> Supplied records
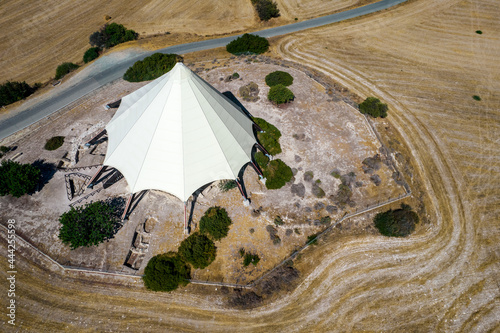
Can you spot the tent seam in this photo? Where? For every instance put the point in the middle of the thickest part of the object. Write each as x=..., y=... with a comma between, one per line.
x=213, y=133
x=253, y=137
x=134, y=122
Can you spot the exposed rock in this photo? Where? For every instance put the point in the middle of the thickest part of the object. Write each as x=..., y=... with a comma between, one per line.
x=331, y=209
x=298, y=189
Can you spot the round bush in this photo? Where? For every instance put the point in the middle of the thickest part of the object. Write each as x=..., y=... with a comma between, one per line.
x=18, y=179
x=248, y=44
x=54, y=143
x=151, y=67
x=270, y=138
x=64, y=69
x=280, y=94
x=215, y=222
x=279, y=77
x=91, y=54
x=277, y=174
x=198, y=250
x=396, y=223
x=88, y=225
x=165, y=272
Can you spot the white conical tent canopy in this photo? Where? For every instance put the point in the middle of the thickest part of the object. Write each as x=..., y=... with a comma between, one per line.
x=177, y=134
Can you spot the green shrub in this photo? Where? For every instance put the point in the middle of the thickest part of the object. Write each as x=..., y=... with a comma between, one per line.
x=91, y=54
x=198, y=250
x=280, y=94
x=277, y=174
x=279, y=77
x=88, y=225
x=373, y=107
x=215, y=222
x=64, y=69
x=278, y=221
x=18, y=179
x=11, y=92
x=270, y=138
x=112, y=34
x=266, y=9
x=396, y=223
x=250, y=259
x=151, y=67
x=250, y=92
x=165, y=272
x=227, y=184
x=54, y=143
x=248, y=44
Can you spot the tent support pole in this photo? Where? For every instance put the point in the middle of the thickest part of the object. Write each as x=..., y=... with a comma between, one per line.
x=96, y=176
x=246, y=201
x=257, y=170
x=127, y=206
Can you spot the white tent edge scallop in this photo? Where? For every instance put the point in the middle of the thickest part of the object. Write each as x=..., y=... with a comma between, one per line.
x=177, y=134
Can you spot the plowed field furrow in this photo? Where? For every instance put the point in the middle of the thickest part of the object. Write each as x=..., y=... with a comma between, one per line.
x=441, y=279
x=429, y=107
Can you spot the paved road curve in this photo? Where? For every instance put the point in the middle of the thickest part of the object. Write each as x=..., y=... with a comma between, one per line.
x=70, y=94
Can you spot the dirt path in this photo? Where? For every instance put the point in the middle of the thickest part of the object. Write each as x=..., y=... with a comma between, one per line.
x=426, y=62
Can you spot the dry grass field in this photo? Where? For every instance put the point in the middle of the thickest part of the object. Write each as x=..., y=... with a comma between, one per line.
x=37, y=36
x=425, y=60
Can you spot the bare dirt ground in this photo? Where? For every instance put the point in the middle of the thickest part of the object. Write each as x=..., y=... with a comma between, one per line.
x=318, y=135
x=426, y=62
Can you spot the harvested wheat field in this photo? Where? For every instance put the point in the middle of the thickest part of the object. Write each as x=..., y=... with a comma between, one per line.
x=305, y=9
x=426, y=61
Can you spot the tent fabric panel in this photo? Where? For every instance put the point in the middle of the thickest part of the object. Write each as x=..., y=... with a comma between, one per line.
x=230, y=108
x=177, y=134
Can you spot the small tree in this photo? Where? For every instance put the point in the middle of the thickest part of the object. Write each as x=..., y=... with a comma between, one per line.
x=215, y=222
x=118, y=34
x=165, y=272
x=266, y=9
x=64, y=69
x=373, y=107
x=248, y=44
x=112, y=34
x=279, y=77
x=270, y=138
x=18, y=179
x=91, y=54
x=250, y=259
x=198, y=250
x=280, y=94
x=396, y=223
x=88, y=225
x=151, y=67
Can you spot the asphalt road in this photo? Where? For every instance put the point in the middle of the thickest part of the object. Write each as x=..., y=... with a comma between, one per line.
x=70, y=94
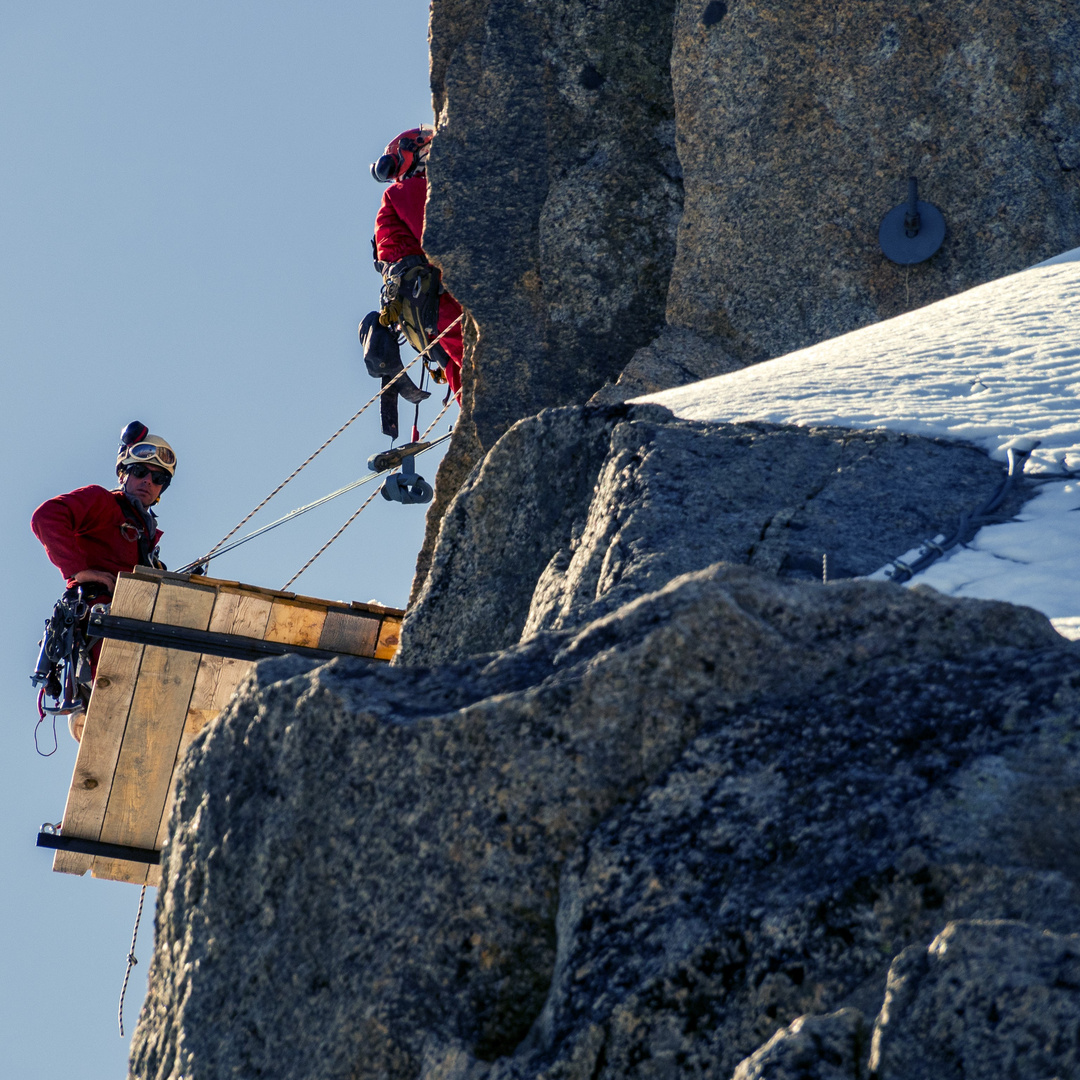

> Work instruction
Copy out all of the data word for word. Do not carry over any picture.

> Exercise answer
Can you spot the tent seam in this photo? Where? For every instance put the point in the middle of the thickest part of the object. Write each as x=..., y=... with a comma between, one per line.
x=213, y=133
x=253, y=137
x=134, y=122
Can you spot the exposed rock in this photo? Where? For every instance put the point in the middle of the thickest part of the object. Write each as x=..., y=... with a comma between, one per line.
x=331, y=209
x=298, y=189
Can you spot the round bush in this photo? Where? For every instance put the point in the middle of the thickest part of the object. Write each as x=..., y=... with a comma between, one per line.
x=18, y=179
x=248, y=44
x=54, y=143
x=151, y=67
x=270, y=138
x=64, y=69
x=280, y=94
x=215, y=222
x=279, y=77
x=91, y=54
x=277, y=174
x=198, y=250
x=396, y=223
x=88, y=225
x=165, y=272
Can you spot the white conical tent canopy in this photo? Where? For every instance put the point in the middle of the thickest part of the object. Write each as x=..., y=... with a comma between, one per line.
x=177, y=134
Can you spot the green shrub in this photo? Where? For every instance put the point in the middle of the thickest part of the object. Write each as x=..., y=... with a comma between, one per line.
x=91, y=54
x=198, y=250
x=280, y=94
x=277, y=174
x=279, y=77
x=88, y=225
x=373, y=107
x=215, y=222
x=64, y=69
x=278, y=221
x=18, y=179
x=11, y=92
x=270, y=138
x=112, y=34
x=266, y=9
x=396, y=223
x=250, y=259
x=151, y=67
x=250, y=92
x=165, y=272
x=227, y=184
x=54, y=143
x=248, y=44
Can you spot the tent support pole in this photo? Where? For every instance put the point in the middle of the thickest part of the object. Write each as x=..., y=... with a comma between, one per line.
x=96, y=176
x=246, y=201
x=257, y=170
x=127, y=206
Can you spot the white tent edge scallop in this photo? Where? For every instance put the point in the middle of the thickest part of the object. Write each as x=..., y=... with a comma between, one per line.
x=177, y=134
Can you spot the plowed field furrow in this photo? Where? For every instance put the point in the middle of the thickest part of the object. Write each as x=..., y=... with a comma between, one per line.
x=441, y=279
x=429, y=107
Can you spot the paved road curve in this photo? Where? For every instance put the point in the middle of the thickest part of the object. Write each as x=..., y=... with a comma between, one per line.
x=70, y=94
Can you spot the dirt path in this photo? Where? For every instance put the point in the middle of the thickest part of the object. Write each as x=..., y=... with a comma between, one per line.
x=426, y=62
Can you spot the dry grass field in this photo? Where? For every instance put the point in the middle of the thickest part of the object. Write each as x=..., y=... with a comma between, one per line.
x=37, y=36
x=425, y=60
Can you spot the bare dirt ground in this photo? Where? For every instance put the point in the middle of the thickest part of the object. Write each as x=..., y=... with a comma between, one per line.
x=318, y=135
x=426, y=62
Can you spot the harvested wheat field in this photo? Where? For every instance put the point in the middle of the thickest part of the object. Write each as x=..., y=... with a comma between, one per line.
x=305, y=9
x=426, y=61
Can you spot the tent fabric panel in this photo? Where? For every instance put the point in the middle of the thickest part of the object. Write each as x=..., y=... with a comma between, one per line.
x=230, y=108
x=177, y=134
Can you spot the small tree in this photo? Where? For every instance put the point in the middle of the thickest part of the object. Write each as x=..., y=... with a comma between, one per line.
x=215, y=222
x=118, y=34
x=165, y=272
x=266, y=9
x=64, y=69
x=373, y=107
x=248, y=44
x=112, y=34
x=279, y=77
x=270, y=138
x=18, y=179
x=91, y=54
x=250, y=259
x=198, y=250
x=280, y=94
x=396, y=223
x=88, y=225
x=151, y=67
Can you spot the asphalt road in this photo? Where? For every instance put the point in the middle of the thickest part of the object. Write each as x=..., y=... with a comma between, one per line.
x=70, y=94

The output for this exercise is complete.